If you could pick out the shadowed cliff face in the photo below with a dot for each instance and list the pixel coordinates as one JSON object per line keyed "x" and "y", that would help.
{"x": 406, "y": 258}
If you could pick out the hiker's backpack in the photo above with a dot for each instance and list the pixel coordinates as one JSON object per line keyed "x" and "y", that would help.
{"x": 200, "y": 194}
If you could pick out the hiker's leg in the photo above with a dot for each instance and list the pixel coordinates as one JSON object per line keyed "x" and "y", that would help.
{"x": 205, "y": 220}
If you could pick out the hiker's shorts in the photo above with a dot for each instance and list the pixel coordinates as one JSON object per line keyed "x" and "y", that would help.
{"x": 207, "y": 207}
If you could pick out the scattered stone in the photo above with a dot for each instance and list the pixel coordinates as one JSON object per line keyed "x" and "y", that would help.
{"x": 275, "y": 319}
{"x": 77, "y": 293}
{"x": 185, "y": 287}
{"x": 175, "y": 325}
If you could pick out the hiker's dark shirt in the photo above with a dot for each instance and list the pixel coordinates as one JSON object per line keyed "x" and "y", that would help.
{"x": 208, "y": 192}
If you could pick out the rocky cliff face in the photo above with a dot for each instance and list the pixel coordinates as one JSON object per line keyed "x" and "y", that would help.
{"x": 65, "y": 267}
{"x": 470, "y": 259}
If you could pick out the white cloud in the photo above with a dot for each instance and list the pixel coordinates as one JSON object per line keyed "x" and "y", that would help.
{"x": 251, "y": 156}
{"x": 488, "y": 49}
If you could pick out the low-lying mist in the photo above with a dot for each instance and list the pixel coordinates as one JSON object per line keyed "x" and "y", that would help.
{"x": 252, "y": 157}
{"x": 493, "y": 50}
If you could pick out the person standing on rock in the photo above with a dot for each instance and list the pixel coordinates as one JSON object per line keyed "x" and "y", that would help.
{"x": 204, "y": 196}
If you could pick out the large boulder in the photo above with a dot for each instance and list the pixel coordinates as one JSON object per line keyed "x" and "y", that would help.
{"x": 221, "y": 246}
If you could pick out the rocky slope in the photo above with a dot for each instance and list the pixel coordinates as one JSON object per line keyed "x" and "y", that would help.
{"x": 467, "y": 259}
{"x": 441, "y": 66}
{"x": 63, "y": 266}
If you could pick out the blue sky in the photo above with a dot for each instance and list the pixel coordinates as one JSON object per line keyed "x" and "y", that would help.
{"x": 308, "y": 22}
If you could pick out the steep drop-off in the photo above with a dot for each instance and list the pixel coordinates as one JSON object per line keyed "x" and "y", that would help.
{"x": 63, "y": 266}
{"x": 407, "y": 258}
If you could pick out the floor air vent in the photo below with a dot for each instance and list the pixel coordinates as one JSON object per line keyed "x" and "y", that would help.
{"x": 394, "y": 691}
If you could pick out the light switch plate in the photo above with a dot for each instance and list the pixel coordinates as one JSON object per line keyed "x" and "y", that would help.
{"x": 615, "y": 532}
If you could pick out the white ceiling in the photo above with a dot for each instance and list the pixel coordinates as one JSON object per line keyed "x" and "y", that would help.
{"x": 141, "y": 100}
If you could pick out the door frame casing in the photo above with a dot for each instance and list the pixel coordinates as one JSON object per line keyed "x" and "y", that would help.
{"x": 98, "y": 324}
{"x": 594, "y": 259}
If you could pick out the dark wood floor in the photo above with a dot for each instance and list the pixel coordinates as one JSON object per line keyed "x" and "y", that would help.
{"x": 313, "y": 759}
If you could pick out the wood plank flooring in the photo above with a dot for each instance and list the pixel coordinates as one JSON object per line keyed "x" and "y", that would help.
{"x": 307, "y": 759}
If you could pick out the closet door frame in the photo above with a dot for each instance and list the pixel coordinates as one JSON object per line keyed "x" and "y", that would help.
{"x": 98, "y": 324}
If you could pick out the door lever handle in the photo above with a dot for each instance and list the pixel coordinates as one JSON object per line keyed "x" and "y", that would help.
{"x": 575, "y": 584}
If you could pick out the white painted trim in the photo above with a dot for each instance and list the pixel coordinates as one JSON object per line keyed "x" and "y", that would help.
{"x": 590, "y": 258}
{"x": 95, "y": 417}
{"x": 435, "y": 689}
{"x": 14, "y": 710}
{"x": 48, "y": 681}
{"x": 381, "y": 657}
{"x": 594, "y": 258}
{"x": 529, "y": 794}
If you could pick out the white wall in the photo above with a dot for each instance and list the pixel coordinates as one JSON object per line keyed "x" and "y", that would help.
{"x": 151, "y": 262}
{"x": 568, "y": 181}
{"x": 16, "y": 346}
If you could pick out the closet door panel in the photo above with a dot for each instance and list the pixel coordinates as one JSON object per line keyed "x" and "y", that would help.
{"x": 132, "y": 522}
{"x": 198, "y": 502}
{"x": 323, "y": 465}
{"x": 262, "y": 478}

------------------------------------------------

* _Exercise goal_:
Update the data starting at the line that contains "If you could pick out the wood" and continuing to the end, changing "closet" to "wardrobe" and keeping everything else the same.

* _Finished exercise_:
If you could pick out the wood plank flooring in the photo above with a dot for each instance and list the pixel coordinates as one JSON object per line keyed "x" and "y", that would help.
{"x": 307, "y": 759}
If you could pick out the wardrobe door frame in the photo above with a dot for each instance and list the pixel coordinates as one JSON object per line keyed "x" and "y", that would help.
{"x": 98, "y": 324}
If you could pick out the door lever handle in the photo above with a dot for each instance and list the pixel coordinates as one JSON object per line keyed "x" and "y", that would help.
{"x": 575, "y": 584}
If you could pick out the white painted trim in the photo above with a dot for each instance and list the pixel coordinates as one JSON object per line keyed "x" and "y", that would help.
{"x": 590, "y": 258}
{"x": 95, "y": 417}
{"x": 435, "y": 689}
{"x": 14, "y": 710}
{"x": 48, "y": 681}
{"x": 381, "y": 657}
{"x": 594, "y": 258}
{"x": 529, "y": 794}
If you could pick out the white wall in the photo above with a dot for each instance and list the pixel coordinates as one JSON object per line keyed "x" and "y", that would help.
{"x": 151, "y": 262}
{"x": 568, "y": 181}
{"x": 16, "y": 346}
If you could pick out the wardrobe door panel in the photo above with a dot for each instance and list the pixel coordinates as one JSON object per line keyed "x" and "y", that would help.
{"x": 132, "y": 522}
{"x": 198, "y": 502}
{"x": 323, "y": 465}
{"x": 262, "y": 478}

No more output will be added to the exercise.